= Dataset entries =
BEGIN

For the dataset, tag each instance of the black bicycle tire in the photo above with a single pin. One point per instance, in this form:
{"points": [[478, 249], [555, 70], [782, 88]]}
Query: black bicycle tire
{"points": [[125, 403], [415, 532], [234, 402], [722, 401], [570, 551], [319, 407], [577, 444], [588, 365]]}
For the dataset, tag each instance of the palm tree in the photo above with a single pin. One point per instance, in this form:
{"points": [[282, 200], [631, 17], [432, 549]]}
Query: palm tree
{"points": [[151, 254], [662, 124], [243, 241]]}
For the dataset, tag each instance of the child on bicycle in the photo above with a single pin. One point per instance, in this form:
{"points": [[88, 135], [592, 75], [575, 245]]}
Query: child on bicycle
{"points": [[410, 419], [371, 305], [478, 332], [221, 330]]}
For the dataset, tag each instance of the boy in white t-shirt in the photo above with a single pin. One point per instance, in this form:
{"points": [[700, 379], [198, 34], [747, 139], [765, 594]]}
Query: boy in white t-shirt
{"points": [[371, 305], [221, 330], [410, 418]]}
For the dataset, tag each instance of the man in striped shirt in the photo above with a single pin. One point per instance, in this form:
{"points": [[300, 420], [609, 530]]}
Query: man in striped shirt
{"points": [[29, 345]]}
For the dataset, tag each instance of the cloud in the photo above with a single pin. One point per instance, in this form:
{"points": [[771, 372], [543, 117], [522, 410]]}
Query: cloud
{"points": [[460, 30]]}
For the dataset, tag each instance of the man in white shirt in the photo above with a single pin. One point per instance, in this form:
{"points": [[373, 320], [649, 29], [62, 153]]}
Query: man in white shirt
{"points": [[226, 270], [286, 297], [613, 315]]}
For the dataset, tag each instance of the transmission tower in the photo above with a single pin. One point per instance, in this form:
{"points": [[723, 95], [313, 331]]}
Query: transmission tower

END

= Assignment =
Extract all of the data above and output it character for character.

= Answer box =
For the dataset, tag each instance of the black bicycle tire in the photo above with a single pin. One point per instance, in this form:
{"points": [[478, 249], [555, 70], [782, 88]]}
Query: black bicycle tire
{"points": [[125, 403], [415, 532], [234, 402], [722, 401], [570, 551], [319, 407], [577, 444], [588, 365]]}
For the dataset, tag each instance of the palm tree in the photo above with a single pin. One point per instance, in this form:
{"points": [[282, 200], [631, 17], [432, 549]]}
Query: palm tree
{"points": [[151, 254], [662, 124], [243, 241]]}
For the dataset, tag each instance of the child on bicycle in the photo above with a single pin. One point per instance, in this form:
{"points": [[88, 135], [592, 75], [575, 245]]}
Query: child on bicycle
{"points": [[410, 419], [371, 305], [478, 332], [221, 330]]}
For the dataset, tag each instance of the boy in white t-shirt in the photo above with a single pin. One point per instance, in this form:
{"points": [[700, 379], [198, 34], [747, 139], [765, 594]]}
Query: boy in white t-shirt
{"points": [[371, 305], [221, 330], [410, 418]]}
For the dataset, tag each instance of the man in striped shirt in the photo above with a single pin. One point per instance, in this form:
{"points": [[300, 420], [609, 530]]}
Query: man in striped shirt
{"points": [[29, 345]]}
For the dataset, tag each instance of the cloud in the photo above with a single pin. One point per instance, in this form:
{"points": [[771, 372], [543, 117], [522, 410]]}
Query: cloud
{"points": [[460, 30]]}
For the dataset, tag each instance of the man in white shirt in the photo above with a single pin. One point per instance, in this form:
{"points": [[373, 320], [649, 29], [62, 153]]}
Query: man in white shirt
{"points": [[226, 270], [286, 297], [613, 315]]}
For the dataset, tag each instance of the transmission tower in the photo above with a single pin. One point per instance, in this form:
{"points": [[723, 95], [313, 331]]}
Query: transmission tower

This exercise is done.